◆ **Texte à lire**:
Intra-osseux ou extra-osseux ? 1/2

Publié par francois delcourt  - Catégories :  #Biomécanique, #Ostéopathie

Vincent Van Gogh. La nuit étoilée. 1889.

Vincent Van Gogh. La nuit étoilée. 1889.

A gauche : photo d’ostéon.

A droite : Vincent Van Gogh. La nuit étoilée. 1889.

Van Gogh utilise des lignes de forces pour mieux centrer l’intérêt du tableau, à savoir les spirales. Le cyprès semble comme une structure venant s’infiltrer dans ce ciel spiralé, tournoyant, plein d’arabesques et de circonvolutions aspirant le regard au plus profond de la nature. Le village et ses maisons, comme des cellules accolées à ce tissu étoilé prenant tout l’espace, la lune et les étoiles ne rayonnent que localement comme un instant privilégié à celui qui sait regarder. Et c’est bien là, la caractéristique du curieux, la beauté de la nature n’apparaît qu’à celui qui sait regarder différemment et passionnément.

(Entrées du jeu de données)
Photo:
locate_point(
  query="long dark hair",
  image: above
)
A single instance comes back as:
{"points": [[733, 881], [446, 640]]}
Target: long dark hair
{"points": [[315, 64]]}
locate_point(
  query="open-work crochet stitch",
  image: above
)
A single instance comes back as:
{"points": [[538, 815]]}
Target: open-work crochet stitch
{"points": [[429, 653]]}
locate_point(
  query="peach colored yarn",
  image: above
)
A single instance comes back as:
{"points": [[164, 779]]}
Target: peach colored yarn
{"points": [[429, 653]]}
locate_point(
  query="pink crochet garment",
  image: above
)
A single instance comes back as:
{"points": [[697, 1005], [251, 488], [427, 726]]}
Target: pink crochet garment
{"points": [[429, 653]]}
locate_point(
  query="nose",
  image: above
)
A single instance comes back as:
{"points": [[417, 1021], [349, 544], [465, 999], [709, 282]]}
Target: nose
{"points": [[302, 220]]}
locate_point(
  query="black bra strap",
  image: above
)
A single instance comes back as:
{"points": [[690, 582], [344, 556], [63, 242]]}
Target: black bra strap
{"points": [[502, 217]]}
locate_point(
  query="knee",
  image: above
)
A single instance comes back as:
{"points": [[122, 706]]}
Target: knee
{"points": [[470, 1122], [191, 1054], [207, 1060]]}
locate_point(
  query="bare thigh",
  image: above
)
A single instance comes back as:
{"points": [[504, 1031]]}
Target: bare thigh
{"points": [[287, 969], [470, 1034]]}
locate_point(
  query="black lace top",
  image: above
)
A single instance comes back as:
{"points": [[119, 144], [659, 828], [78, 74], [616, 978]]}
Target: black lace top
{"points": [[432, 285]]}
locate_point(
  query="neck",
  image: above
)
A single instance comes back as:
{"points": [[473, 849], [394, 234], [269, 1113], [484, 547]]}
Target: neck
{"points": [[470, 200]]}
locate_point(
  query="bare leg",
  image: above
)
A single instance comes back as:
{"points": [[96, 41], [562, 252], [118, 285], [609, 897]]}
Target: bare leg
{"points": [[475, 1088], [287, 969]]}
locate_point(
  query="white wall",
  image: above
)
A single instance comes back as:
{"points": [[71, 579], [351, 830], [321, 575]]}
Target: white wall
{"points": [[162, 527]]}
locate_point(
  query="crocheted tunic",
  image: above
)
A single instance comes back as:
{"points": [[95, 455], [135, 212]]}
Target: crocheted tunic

◆ **Mise en pratique**:
A – Recopiez le passage du texte à lire qui commence par « Van Gogh utilise » et se poursuit jusqu'à « différemment et passionnément. », en substituant « pin » à « cyprès ».
B – D'après le texte à lire, dans quel but Van Gogh utilise-t-il des lignes de forces ? Répondez en une à trois phrases.
C – Indiquez si chacune des affirmations suivantes concorde avec le texte à lire, en répondant par oui ou par non et en citant les mots du texte qui tranchent. (i) Le cyprès est présenté comme une structure qui s'infiltre dans le ciel. (ii) La lune et les étoiles rayonnent sur tout l'espace du tableau. (iii) La beauté de la nature se révèle à n'importe qui.

◆ **Corrigé de l'exercice**:
A –
Van Gogh utilise des lignes de forces pour mieux centrer l’intérêt du tableau, à savoir les spirales. Le pin semble comme une structure venant s’infiltrer dans ce ciel spiralé, tournoyant, plein d’arabesques et de circonvolutions aspirant le regard au plus profond de la nature. Le village et ses maisons, comme des cellules accolées à ce tissu étoilé prenant tout l’espace, la lune et les étoiles ne rayonnent que localement comme un instant privilégié à celui qui sait regarder. Et c’est bien là, la caractéristique du curieux, la beauté de la nature n’apparaît qu’à celui qui sait regarder différemment et passionnément.

B – Van Gogh utilise des lignes de forces pour mieux centrer l'intérêt du tableau, c'est-à-dire les spirales.

C –
(i) Oui : « Le cyprès semble comme une structure venant s’infiltrer dans ce ciel spiralé ».
(ii) Non : « la lune et les étoiles ne rayonnent que localement ».
(iii) Non : « la beauté de la nature n’apparaît qu’à celui qui sait regarder différemment et passionnément ».